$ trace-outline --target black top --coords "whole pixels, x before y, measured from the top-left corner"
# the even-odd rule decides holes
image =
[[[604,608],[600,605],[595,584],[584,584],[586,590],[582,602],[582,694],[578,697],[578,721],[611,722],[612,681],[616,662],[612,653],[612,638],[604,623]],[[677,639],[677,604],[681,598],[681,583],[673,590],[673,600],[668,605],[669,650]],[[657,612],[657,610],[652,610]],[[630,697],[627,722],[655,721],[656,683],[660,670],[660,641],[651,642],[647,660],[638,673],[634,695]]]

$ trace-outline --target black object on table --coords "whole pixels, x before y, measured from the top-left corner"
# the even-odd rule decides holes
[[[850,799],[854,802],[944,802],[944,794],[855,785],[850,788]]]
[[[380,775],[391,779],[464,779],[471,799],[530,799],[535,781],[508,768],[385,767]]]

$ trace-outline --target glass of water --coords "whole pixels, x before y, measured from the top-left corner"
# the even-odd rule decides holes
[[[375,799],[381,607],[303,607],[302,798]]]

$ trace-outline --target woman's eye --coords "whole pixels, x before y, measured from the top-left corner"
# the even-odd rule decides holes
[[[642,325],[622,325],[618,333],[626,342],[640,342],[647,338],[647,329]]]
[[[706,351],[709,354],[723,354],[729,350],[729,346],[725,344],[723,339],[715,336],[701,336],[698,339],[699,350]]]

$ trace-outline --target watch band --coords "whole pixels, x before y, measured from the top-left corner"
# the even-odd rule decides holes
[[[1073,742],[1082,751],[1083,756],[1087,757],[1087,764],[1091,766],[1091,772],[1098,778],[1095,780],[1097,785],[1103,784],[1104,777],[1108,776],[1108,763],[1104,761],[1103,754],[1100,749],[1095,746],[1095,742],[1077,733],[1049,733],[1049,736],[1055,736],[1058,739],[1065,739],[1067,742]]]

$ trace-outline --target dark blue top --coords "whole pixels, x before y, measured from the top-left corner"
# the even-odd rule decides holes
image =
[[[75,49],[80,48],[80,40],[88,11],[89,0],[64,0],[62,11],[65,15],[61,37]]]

---*---

TASK TO COMPLETE -
Say how many lines of the material above include the word "trace", giving the number alone.

RESPONSE BOX -
6